The evidence presented by U.S. Secretary of State Mike Pompeo and other officials has been entirely circumstantial, leading to a strong pushback among U.S. allies. Pompeo has claimed that there is “enormous evidence” that the coronavirus came from the lab. It is highly unlikely this evidence exists—not least because the United States badly lacks reliable intelligence inside China. The only report the administration has presented came from the Department of Homeland Security, a body that is widely regarded as incompetent on foreign affairs among the intelligence community.
Something to hide? One of the arguments made by the Trump administration is that the Chinese Communist Party (CCP) isn’t allowing proper investigation into the origins of the coronavirus, so it must have something to hide. Here’s the problem: The CCP behaves this way all the time. Whatever the origins of the coronavirus, the party would refuse access—conjuring conspiracy theories.
It’s possible that the CCP itself doesn’t have a clear picture of the origins of the virus. If it did come from a routine biosafety accident, those involved would have a personal interest in concealing that fact.
Baffled response. The Chinese response to U.S. allegations has not been particularly heated, but that is in part because China’s blame game with the United States was already so intense that there is little room left for escalation. There have been routine editorials against Pompeo, but the diplomatic temperature hasn’t yet risen further.
What is worrying is that Beijing might mistake a campaign aimed at domestic political ends for a serious geopolitical challenge. Reuters reports that internal Chinese documents present Beijing as facing an unprecedented wave of hostility led by the United States and warn of the need to prepare for war.
What’s We’re Following
Hong Kong crackdown. Under the cover of the pandemic, Beijing is worsening its crackdown in Hong Kong, calling protesters a “political virus.” Equating dissent and disease is an old dictatorial tactic and one that is prominent in China’s campaign of cultural genocide in Xinjiang. Hong Kongers, proud of their civil-led response to the coronavirus, are unlikely to take the criticism lying down. Once it’s clear that the risk of community contagion has dissipated, expect protesters to flock to the city’s streets again—especially as the economy continues its downward slide.

Extracted material:
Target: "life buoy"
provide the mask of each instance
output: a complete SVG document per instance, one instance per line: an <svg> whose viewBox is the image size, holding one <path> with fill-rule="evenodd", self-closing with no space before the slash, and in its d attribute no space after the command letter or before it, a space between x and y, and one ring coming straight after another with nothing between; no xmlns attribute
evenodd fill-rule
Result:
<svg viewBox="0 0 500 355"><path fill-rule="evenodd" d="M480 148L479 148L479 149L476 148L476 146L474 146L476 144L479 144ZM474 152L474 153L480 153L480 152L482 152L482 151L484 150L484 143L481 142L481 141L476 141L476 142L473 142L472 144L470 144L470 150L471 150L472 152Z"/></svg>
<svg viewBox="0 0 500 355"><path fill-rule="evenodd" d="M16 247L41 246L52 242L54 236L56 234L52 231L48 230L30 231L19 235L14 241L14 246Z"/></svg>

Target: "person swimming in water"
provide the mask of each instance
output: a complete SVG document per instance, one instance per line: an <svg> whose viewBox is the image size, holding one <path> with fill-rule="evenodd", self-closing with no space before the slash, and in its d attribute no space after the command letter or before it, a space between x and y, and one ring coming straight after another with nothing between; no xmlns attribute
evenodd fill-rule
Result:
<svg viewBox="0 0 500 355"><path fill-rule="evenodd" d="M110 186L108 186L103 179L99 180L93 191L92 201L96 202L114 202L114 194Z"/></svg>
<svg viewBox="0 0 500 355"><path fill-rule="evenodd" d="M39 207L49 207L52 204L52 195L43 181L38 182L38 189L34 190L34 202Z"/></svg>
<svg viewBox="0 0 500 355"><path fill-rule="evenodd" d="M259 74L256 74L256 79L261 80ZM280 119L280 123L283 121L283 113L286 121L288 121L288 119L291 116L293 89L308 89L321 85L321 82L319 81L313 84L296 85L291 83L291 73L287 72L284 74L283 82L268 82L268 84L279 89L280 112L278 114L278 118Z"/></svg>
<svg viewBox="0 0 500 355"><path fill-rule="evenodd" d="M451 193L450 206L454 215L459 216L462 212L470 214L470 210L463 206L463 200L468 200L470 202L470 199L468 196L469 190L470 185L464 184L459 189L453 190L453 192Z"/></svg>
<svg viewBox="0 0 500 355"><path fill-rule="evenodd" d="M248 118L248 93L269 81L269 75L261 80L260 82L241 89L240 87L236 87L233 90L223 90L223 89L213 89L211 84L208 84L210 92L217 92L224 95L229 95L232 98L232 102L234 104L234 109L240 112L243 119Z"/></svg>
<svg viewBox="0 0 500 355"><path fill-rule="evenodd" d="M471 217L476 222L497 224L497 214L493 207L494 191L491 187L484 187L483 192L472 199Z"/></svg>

Directions for this task: Resume the passage on U.S.–China tensions over the coronavirus and Hong Kong, picking up right after its last sentence.

Answer box:
Czech investments. The state-backed investment company CITIC Group is attempting to buy media influence (link in Czech) in the Czech Republic, using the economic fallout of the pandemic to acquire distressed outlets. The Czech Republic has been particularly resistant to Chinese influence over the last year, with already strained relations worsened after the Czech prime minister publicly called for China to recall its ambassador following threats to Czech authorities in March.
Praise for Pottinger? A speech in Mandarin by U.S. Deputy National Security Advisor Matthew Pottinger received abundant praise from many of those who knew him as a China-based reporter for the Wall Street Journal. But the Chinese public can distinguish between pleasant rhetoric and action, and the speech was a dud in China—unlike in a previous era when the small deeds of American officials such as Gary Locke served as effective publicity.
Tech and Business
Foreigners banned from livestreams. Amid growing paranoia about any form of uncontrolled content, Chinese livestreaming sites are warning users that they risk being banned if they include foreign individuals in their videos, especially if they live outside China. This reflects the fear of the livestreaming sites that censorship officials will use any excuse—such as contact with foreigners—to clamp down.
The clubs are returning. In a sign of confidence, live venues and bars are starting to reopen across China, with 61 percent of venues nationwide now open. The move is all the more remarkable given that the authorities aren’t particularly comfortable with such places, which are often the target of crackdowns for supposed links to illegal drugs or prostitution.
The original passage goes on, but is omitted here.